• Task directions
Look through the data below. Show each line where the string "square" occurs.

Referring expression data
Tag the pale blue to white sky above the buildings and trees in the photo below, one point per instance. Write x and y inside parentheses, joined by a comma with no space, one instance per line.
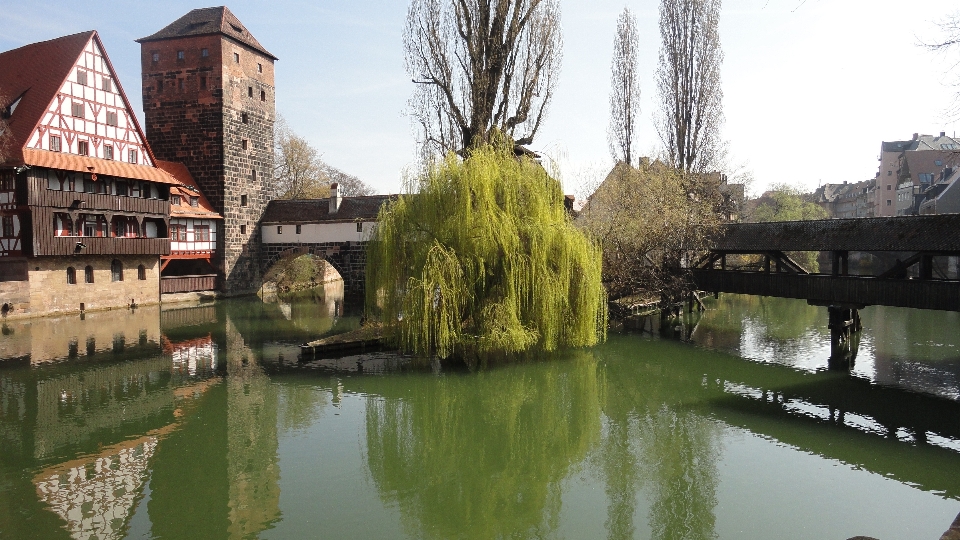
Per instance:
(811,87)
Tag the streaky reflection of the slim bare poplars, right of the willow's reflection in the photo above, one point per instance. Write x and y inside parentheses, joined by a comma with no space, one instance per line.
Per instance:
(656,438)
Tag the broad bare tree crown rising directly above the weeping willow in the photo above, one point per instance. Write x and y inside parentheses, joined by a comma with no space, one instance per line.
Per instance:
(481,66)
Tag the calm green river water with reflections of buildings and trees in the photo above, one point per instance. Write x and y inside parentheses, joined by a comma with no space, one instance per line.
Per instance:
(200,422)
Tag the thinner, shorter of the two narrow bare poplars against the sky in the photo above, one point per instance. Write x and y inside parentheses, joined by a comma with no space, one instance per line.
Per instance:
(624,89)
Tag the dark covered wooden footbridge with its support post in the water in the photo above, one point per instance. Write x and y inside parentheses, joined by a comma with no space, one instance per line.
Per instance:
(913,245)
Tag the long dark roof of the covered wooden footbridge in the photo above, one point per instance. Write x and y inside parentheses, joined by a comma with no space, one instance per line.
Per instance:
(934,233)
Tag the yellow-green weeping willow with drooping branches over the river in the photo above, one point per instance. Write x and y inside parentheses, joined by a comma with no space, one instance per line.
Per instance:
(482,260)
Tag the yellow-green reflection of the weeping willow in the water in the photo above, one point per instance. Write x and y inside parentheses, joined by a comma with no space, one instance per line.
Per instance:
(483,453)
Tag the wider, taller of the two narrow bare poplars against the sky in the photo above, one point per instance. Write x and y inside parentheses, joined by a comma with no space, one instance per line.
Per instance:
(688,79)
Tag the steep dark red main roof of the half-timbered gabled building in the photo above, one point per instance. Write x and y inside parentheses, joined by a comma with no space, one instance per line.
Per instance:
(35,73)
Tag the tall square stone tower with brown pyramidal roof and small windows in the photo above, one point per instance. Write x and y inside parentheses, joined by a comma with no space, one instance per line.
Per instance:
(208,102)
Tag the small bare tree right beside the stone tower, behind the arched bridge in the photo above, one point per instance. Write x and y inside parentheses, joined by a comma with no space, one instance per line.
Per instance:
(298,173)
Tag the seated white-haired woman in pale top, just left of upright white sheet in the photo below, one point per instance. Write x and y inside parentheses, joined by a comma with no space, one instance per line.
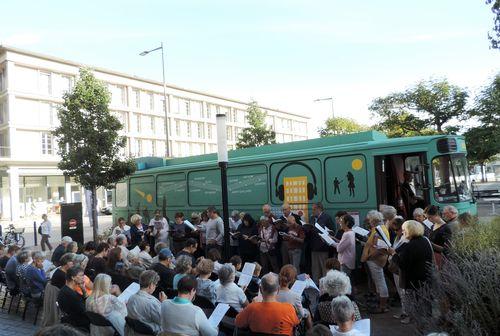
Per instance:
(229,292)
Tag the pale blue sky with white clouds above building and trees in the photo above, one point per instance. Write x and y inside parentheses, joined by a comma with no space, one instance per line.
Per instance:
(282,53)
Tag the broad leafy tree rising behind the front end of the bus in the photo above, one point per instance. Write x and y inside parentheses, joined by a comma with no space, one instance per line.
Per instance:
(423,109)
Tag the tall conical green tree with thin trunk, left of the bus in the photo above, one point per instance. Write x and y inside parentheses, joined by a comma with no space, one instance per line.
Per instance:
(88,139)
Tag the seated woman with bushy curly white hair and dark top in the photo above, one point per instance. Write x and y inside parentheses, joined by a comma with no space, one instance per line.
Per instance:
(335,284)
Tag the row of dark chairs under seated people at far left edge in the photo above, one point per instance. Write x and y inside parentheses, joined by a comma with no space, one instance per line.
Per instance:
(17,295)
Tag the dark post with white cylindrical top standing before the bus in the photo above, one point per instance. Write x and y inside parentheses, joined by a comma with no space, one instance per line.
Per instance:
(222,159)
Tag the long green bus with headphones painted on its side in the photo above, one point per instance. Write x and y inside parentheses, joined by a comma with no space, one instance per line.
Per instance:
(354,172)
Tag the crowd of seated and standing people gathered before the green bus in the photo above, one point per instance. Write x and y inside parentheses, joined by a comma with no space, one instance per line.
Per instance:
(182,276)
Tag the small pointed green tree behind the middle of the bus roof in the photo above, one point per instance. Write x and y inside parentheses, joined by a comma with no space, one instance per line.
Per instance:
(258,134)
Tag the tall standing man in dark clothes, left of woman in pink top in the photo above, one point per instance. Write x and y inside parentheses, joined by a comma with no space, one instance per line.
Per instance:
(319,249)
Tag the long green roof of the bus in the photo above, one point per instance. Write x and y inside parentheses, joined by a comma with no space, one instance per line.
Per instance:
(340,142)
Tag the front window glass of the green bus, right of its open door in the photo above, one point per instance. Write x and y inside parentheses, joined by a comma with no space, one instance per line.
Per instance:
(451,178)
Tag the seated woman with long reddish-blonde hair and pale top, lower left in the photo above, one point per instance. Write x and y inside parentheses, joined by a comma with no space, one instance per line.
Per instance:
(104,301)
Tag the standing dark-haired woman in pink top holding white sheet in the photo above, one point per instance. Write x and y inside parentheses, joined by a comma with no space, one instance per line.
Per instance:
(346,247)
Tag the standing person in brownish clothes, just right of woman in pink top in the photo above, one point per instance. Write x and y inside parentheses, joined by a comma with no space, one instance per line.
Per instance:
(376,258)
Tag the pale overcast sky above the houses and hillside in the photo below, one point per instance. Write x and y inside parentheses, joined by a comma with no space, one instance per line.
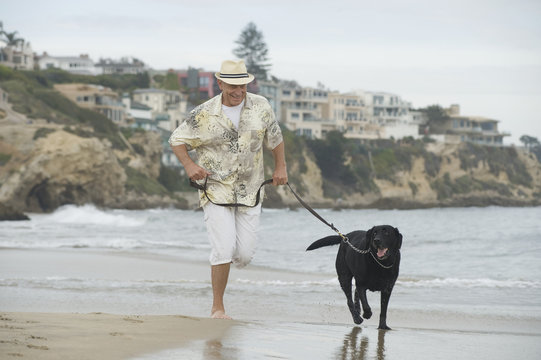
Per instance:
(482,54)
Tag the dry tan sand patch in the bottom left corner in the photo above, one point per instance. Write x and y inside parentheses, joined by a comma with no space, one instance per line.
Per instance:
(98,335)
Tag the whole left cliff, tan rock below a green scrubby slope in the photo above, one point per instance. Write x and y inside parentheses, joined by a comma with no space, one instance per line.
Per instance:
(54,153)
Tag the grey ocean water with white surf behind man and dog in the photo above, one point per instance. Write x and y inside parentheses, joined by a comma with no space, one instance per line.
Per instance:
(460,260)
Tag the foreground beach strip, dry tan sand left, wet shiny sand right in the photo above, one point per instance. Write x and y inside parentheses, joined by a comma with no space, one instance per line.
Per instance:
(47,336)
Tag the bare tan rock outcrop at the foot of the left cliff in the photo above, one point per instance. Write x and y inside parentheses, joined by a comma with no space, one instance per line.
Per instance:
(59,167)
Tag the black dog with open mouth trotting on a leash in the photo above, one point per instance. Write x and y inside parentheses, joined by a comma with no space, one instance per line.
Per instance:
(373,259)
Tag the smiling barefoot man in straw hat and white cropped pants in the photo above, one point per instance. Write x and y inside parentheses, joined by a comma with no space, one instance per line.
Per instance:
(227,133)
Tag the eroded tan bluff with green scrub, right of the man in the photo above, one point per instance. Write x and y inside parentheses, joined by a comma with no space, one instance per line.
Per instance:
(343,173)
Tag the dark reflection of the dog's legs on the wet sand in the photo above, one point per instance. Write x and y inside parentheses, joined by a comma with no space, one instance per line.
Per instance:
(355,349)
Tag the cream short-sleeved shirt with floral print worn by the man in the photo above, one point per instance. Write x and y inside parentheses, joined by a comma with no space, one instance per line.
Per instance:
(233,156)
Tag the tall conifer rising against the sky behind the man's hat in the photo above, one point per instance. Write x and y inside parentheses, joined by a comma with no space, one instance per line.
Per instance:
(253,50)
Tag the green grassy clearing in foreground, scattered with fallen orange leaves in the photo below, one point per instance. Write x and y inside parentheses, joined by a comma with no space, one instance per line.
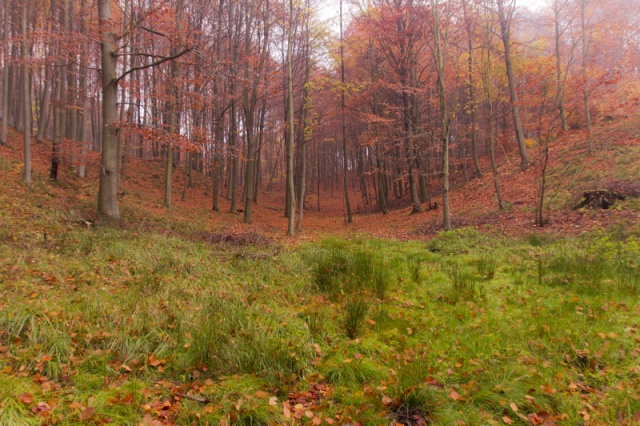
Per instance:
(121,324)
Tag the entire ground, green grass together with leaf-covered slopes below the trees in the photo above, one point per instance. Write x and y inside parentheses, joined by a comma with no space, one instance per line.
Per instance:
(186,316)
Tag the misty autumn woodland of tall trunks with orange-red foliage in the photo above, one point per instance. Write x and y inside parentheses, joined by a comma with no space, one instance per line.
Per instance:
(414,99)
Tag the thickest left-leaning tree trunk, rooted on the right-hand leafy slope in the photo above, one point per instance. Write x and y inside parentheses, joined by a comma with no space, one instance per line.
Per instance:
(505,29)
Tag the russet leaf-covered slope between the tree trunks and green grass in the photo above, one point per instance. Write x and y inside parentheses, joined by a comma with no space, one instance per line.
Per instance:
(570,172)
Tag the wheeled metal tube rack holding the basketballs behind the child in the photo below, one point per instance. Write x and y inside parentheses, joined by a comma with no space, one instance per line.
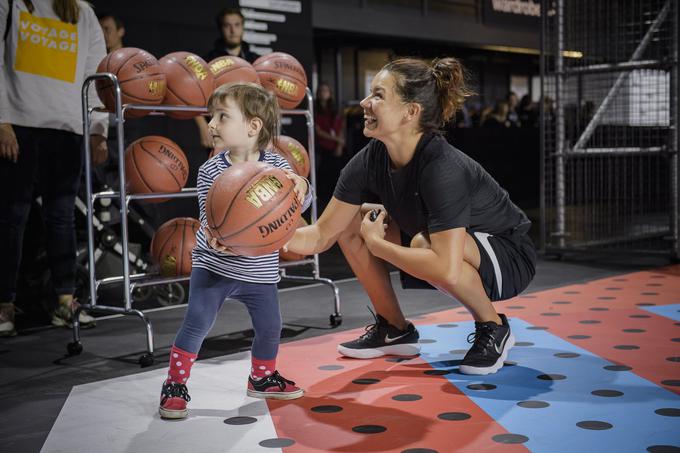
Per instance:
(132,281)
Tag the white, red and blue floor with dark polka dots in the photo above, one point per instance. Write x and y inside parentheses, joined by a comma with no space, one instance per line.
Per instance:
(596,367)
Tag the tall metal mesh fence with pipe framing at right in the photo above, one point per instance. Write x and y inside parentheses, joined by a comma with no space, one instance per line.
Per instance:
(609,139)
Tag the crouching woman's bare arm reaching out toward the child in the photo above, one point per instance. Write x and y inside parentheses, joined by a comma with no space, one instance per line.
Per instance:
(323,234)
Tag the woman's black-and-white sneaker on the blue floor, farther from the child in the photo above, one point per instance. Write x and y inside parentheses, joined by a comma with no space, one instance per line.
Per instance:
(491,344)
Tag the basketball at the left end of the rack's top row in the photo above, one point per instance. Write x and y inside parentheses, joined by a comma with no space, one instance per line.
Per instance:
(141,79)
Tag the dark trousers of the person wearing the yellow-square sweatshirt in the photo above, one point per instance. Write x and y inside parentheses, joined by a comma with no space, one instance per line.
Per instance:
(50,161)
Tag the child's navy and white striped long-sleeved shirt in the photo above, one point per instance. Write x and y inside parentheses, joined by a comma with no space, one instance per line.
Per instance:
(257,269)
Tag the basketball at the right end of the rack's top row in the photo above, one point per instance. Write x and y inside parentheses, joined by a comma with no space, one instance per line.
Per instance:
(283,75)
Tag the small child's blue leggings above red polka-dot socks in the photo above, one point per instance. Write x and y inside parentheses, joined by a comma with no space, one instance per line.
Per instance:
(207,292)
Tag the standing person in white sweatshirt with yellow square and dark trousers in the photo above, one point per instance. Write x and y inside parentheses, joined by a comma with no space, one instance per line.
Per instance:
(41,129)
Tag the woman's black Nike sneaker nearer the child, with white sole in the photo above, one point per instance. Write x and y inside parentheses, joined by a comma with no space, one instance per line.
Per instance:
(382,339)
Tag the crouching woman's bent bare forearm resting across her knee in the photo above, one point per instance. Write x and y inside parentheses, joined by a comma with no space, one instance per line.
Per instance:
(441,262)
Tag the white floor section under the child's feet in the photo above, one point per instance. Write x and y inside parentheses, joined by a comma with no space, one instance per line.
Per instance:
(121,414)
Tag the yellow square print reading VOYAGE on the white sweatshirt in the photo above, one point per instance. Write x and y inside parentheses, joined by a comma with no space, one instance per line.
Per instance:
(47,47)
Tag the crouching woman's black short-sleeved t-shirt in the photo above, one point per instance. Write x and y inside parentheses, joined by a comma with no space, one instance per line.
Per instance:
(439,189)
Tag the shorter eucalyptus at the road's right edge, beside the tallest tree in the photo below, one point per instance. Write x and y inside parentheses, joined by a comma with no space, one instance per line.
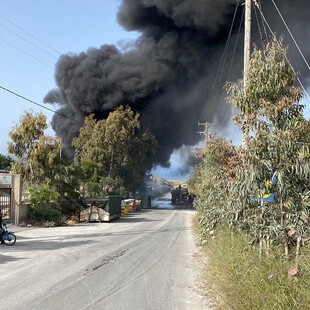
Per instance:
(210,183)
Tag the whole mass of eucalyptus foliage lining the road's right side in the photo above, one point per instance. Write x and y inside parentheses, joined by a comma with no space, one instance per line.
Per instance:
(274,159)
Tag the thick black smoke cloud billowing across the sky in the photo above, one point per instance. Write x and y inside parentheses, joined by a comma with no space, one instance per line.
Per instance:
(168,75)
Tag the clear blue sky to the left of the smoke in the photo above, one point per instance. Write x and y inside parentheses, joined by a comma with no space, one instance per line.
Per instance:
(67,26)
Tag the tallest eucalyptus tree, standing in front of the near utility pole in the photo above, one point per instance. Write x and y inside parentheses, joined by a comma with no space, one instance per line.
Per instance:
(274,157)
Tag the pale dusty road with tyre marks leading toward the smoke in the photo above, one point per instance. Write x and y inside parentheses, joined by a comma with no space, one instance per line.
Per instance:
(142,261)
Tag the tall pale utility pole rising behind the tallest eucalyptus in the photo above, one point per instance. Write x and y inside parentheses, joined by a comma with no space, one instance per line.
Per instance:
(247,55)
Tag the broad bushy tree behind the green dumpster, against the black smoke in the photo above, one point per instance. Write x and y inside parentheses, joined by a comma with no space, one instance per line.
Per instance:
(114,152)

• Completed task
Tag the tall square stone tower with brown pyramidal roof and small windows in the photo above, one point per instance. Write x and y inside parentheses, joined by a comma with no space, one instance per line.
Tag the dark trousers of the person wearing the yellow-square sweatshirt in the photo above, one point per instance. Write x and y inside parentheses, joined by a comma with no space, one instance per line.
Tag the standing person in white sweatshirt with yellow square and dark trousers in the photo above, one point per instance. Write x and y inside parentheses, joined by a comma with no space, one instance per line.
Tag the yellow square print reading VOYAGE on the white sweatshirt in the photo above, one point per instance. Write x and y inside parentheses, joined by a comma with no space, one instance per line.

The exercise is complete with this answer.